### Data in this exercise
((
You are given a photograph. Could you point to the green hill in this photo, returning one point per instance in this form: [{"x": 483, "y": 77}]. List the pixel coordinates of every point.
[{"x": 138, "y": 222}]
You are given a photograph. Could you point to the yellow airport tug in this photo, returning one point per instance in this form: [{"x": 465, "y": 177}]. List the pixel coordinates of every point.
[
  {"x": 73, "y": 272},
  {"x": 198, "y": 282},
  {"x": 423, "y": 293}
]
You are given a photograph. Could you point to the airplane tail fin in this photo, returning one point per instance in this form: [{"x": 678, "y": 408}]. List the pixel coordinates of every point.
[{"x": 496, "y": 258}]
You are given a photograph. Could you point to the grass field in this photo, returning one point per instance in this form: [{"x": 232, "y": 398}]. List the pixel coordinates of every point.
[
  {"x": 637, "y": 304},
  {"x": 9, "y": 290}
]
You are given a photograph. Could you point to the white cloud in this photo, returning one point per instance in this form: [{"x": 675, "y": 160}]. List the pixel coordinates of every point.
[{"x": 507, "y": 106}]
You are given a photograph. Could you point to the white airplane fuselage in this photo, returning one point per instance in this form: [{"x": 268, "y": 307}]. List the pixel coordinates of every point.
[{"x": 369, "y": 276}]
))
### Task description
What is needed here is an exact copy of all the entries.

### Answer space
You are given a photograph. Could you point to the green hill in this photo, returning one point per instance in this form: [{"x": 483, "y": 77}]. List the pixel coordinates of every point.
[{"x": 138, "y": 222}]
You are given a photograph. Could you point to the yellow airport tug in this photo, returning one point per instance in this form: [{"x": 465, "y": 177}]. List the pixel coordinates of every point.
[
  {"x": 73, "y": 272},
  {"x": 198, "y": 282},
  {"x": 423, "y": 293}
]
You are given a photograph. Could you point to the airplane tail fin in this photo, returning one point per instance in this form: [{"x": 678, "y": 408}]. List the pixel coordinates of every point.
[{"x": 496, "y": 258}]
You are given a photograph. Could you point to the grass field in this photo, returning one point per instance in this form: [{"x": 232, "y": 398}]. List the pixel coordinates of every point.
[
  {"x": 637, "y": 304},
  {"x": 9, "y": 290}
]
You are given a photograph. Could you point to the white cloud in this photo, returning one point per instance in this form: [{"x": 675, "y": 160}]. List the pixel coordinates of every point.
[{"x": 507, "y": 106}]
You are given a photograph. Could you point to the white airplane fuselage in this photo, returning one point per instance in this form: [{"x": 268, "y": 307}]. List the pixel coordinates of every point.
[{"x": 369, "y": 276}]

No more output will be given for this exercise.